> [Reading passage]

#####

Resonances of World War II

Reuvers grew up in Amsterdam in the 1950’s. World War II was over and done, yet its effects lingered. Each family had its share of stories of what had happened: the winter of starvation, the violence, traitors… Reuvers’ mother, who grew up in Goor, told stories about V2’s being launched from a place near their back garden, and about the Polish soldiers who freed Goor and courtly kissed her hand. As a boy, Reuvers saw army trucks with explosives, led by a vehicle with a red flag, driving by his parents’ place. During school trips, children were admonished not to leave the beaten tracks in the dunes because of the risk of left-behind land mines. From time to time, a fisher would dredge up an anti-personnel bomb or a fishing boat would get blown to smithereens. During their primary school days, a class-mate of Reuvers blew-up himself and a friend while examining a shell in his sleeping room.

Ruins of the Jewish Quarter

At the age of thirteen, Reuvers discovered the archive of the Jewish Historic Museum. The history of the Jews during World War II made a profound impression on him. Places and streets that he thought he knew like the back of his hand, such as the Central Station, the Hogeweg and the alleys of his neighbourhood, took on a new meaning.

At that time, the ruins of the Jewish Quarter had not been demolished yet, and their sorry sight made him feel as if the war was not over at all. This background might explain why most show-boxes deal with subjects related to war: scenes from World War Two, but also from the wars of the Balkans, Iraq, Viet Nam and Afghanistan. Sometimes they would be represented as a still from a news broadcast by Al Jazeera, but predominantly as a reconstruction based on photographic materials that Reuvers gathered regarding specific themes.

Several scenes are reconstructions based on literary fiction, such as Wednesday, the Bread Van, which is based on Solzhenitsyn’s In the First Circle, and End and Beginning, which is based on an eponymous poem by Wisława Szymborska. The motto of her poem is that somebody must always tidy away the mess in the end. A striking feature of the buildings and streets in Reuvers’ show-boxes was the remaining rubble and mess of war.

Empty Shop-windows, Streetwalking and the Black Market

The scenes of the show-boxes barely show any direct action, instead, they focus particularly on the ‘day after’, the silent witnesses that remained after the events; for example, the packs of wild dogs which fed themselves on the corpses that were left behind on the beaches after the disembarkation of the British troops at Dunkerque. Reuvers is especially interested in the often concealed second or third layer of wartime: empty shop-windows, bicycles that are commandeered by the Germans, the Serbian petrol traffickers, streetwalking, the black market in Vienna and Berlin in the wake of the war.

#####

> [Extracted entries]
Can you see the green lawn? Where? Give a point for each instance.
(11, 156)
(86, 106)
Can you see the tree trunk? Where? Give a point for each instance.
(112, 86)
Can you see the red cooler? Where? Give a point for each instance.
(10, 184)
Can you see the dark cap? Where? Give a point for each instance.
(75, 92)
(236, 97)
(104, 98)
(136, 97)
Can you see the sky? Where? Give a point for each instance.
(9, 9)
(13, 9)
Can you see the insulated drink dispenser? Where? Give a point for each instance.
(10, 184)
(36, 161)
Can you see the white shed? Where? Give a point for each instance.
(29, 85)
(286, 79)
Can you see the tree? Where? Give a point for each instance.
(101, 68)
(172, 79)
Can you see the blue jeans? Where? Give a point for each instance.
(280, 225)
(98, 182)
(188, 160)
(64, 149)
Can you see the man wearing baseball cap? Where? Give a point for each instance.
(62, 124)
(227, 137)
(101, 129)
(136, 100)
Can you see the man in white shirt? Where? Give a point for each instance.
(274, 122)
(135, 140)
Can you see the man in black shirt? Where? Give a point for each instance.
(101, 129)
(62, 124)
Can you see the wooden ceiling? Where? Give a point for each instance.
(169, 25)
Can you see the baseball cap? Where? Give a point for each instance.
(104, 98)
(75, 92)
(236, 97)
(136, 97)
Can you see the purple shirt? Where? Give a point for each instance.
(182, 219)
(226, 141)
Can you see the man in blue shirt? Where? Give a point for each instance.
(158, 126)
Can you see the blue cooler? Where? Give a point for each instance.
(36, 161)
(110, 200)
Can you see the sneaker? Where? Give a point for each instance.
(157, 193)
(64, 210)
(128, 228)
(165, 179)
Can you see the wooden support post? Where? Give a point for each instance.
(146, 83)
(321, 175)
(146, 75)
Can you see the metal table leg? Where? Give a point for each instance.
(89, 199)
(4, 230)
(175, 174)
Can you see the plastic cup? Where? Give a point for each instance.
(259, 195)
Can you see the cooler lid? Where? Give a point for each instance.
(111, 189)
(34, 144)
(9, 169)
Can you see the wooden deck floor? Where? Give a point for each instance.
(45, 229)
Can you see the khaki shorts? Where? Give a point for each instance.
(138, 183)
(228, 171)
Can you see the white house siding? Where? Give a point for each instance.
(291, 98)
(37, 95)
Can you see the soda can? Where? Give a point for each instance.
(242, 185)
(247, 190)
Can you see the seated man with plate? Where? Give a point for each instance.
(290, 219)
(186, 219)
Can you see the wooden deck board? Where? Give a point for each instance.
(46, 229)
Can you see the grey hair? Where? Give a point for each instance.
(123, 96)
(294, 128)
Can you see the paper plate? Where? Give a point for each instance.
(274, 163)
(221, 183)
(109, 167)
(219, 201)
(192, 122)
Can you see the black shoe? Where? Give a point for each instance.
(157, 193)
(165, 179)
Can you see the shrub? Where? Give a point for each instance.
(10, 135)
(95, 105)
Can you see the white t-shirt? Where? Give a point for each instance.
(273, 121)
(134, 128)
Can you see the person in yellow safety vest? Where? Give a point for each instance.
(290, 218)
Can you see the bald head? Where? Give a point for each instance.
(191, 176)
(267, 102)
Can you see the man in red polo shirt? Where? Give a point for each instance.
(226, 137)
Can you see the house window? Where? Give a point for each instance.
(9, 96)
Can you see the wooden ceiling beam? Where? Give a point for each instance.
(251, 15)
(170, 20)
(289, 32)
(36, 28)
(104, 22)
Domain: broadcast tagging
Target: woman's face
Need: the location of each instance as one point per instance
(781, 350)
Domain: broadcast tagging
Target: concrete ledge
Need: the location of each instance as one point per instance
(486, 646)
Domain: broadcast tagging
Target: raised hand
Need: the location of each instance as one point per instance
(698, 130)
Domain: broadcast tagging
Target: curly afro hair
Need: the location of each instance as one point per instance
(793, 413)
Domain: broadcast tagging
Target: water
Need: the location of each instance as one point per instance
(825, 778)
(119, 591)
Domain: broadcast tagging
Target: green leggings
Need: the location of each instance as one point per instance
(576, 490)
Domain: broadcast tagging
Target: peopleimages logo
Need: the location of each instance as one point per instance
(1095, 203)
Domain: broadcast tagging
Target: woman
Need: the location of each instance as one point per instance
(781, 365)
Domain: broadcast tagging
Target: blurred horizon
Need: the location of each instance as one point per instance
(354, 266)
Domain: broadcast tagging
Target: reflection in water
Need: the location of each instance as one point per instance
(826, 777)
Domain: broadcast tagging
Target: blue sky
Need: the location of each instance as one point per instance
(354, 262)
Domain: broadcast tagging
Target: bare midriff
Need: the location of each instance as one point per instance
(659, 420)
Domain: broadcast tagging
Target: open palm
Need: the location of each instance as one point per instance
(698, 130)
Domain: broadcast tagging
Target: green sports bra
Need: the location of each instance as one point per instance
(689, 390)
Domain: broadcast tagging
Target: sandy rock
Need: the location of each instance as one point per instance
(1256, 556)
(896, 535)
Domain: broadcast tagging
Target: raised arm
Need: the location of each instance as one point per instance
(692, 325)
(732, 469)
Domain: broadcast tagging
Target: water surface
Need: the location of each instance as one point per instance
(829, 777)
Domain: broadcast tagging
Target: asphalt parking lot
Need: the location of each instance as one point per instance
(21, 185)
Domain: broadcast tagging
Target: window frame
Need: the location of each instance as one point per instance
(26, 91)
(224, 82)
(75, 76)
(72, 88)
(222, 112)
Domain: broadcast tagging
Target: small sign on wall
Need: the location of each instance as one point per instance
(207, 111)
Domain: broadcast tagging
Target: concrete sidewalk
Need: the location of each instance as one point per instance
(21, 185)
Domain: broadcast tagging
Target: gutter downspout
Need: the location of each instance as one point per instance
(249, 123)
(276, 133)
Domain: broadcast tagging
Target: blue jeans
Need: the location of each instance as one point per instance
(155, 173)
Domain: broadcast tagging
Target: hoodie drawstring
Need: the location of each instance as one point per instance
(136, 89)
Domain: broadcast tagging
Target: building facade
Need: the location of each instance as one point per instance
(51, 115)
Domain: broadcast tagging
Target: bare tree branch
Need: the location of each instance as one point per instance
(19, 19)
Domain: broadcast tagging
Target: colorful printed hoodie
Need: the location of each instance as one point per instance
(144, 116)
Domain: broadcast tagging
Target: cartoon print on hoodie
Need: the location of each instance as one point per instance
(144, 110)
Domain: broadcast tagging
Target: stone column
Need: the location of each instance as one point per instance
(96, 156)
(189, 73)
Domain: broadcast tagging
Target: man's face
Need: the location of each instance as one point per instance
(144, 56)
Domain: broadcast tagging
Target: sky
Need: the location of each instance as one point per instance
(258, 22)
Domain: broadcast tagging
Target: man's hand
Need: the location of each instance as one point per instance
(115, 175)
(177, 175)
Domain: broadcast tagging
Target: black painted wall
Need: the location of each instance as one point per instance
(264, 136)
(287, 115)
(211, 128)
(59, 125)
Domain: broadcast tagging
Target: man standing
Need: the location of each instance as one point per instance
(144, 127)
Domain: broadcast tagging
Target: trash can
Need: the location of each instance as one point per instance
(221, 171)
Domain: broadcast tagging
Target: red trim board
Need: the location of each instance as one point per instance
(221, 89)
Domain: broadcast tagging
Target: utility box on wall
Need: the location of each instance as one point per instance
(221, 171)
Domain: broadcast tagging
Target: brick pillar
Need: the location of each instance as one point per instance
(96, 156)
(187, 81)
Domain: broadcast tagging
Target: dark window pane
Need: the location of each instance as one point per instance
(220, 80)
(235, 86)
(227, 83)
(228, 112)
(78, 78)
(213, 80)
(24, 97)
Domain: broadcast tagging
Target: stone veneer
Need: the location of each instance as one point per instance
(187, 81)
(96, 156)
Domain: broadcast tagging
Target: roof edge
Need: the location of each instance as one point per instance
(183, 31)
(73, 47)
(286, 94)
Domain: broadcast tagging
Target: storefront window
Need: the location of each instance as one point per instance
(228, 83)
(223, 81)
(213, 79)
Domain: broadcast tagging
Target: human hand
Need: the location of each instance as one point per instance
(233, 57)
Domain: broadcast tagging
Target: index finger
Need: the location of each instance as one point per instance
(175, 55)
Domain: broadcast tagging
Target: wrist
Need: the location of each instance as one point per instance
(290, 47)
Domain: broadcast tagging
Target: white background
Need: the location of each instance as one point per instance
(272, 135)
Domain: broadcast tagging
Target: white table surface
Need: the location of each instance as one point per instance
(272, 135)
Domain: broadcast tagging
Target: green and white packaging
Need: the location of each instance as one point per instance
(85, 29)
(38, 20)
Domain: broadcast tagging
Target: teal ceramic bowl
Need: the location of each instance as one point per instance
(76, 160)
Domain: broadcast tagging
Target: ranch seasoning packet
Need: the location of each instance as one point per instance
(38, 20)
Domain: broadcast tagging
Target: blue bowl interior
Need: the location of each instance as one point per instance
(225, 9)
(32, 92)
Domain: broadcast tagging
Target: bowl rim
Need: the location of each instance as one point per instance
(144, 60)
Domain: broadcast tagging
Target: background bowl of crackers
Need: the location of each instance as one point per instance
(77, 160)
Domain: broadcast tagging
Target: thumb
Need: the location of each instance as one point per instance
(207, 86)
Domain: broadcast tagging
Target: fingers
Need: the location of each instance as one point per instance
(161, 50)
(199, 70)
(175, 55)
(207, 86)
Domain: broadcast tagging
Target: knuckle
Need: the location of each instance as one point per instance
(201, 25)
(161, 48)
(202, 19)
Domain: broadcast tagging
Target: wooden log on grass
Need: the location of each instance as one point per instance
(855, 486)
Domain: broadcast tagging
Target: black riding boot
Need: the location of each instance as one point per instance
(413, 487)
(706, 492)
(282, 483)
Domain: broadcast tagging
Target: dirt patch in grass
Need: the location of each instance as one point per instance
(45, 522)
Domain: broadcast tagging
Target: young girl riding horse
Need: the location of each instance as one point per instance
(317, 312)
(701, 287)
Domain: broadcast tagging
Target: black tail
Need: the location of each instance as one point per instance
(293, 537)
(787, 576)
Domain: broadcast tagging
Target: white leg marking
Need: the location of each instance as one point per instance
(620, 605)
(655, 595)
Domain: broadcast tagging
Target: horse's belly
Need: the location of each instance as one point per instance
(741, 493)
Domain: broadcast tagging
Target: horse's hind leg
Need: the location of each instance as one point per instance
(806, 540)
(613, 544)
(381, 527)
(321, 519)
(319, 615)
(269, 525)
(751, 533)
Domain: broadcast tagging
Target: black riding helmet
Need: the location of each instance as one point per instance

#####

> [What you are asked to do] Please copy the text about Reuvers from "Several scenes are" up to and including "mess of war.", replacing every "poem" with "verse".

> [Solution below]
Several scenes are reconstructions based on literary fiction, such as Wednesday, the Bread Van, which is based on Solzhenitsyn’s In the First Circle, and End and Beginning, which is based on an eponymous verse by Wisława Szymborska. The motto of her verse is that somebody must always tidy away the mess in the end. A striking feature of the buildings and streets in Reuvers’ show-boxes was the remaining rubble and mess of war.